● Written problem: Can you rescale everything from the line containing "Target: window frame" down to the line containing "x=130 y=115", reproducing those entries in full, requests included, with each point coordinate in the answers multiplied by 1.85 and rounded to a whole number, halves rounded up? Leave the numbers in the requests and their format samples unchanged.

● Given information:
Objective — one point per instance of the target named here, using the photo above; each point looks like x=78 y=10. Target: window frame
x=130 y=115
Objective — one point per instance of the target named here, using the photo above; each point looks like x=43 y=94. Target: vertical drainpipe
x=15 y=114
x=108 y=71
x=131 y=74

...

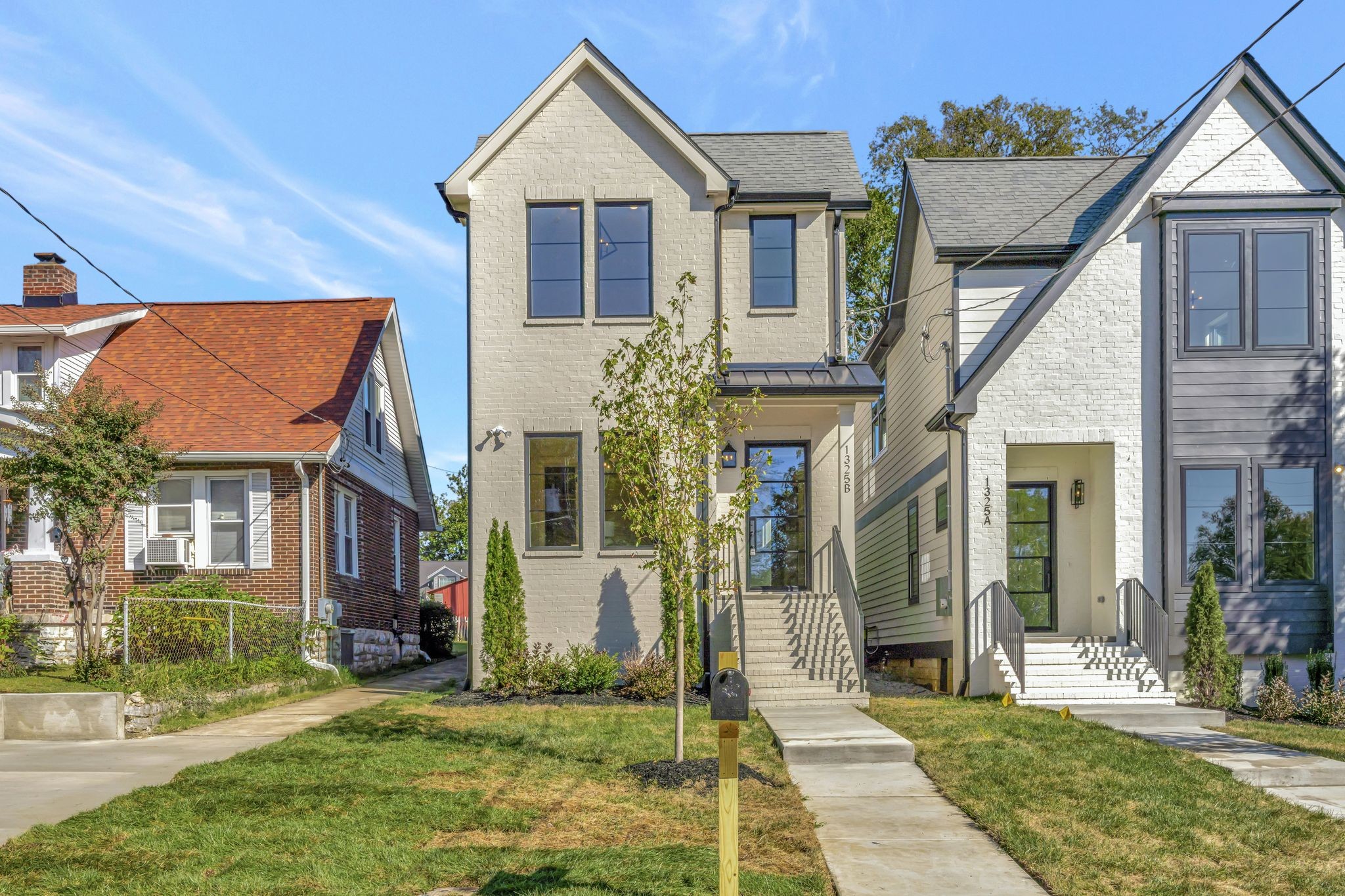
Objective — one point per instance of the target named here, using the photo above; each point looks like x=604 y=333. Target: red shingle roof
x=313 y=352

● Correct result:
Objective — one point per instance of the target named here, using the photo above; each point looks like x=78 y=10. Target: window frame
x=241 y=213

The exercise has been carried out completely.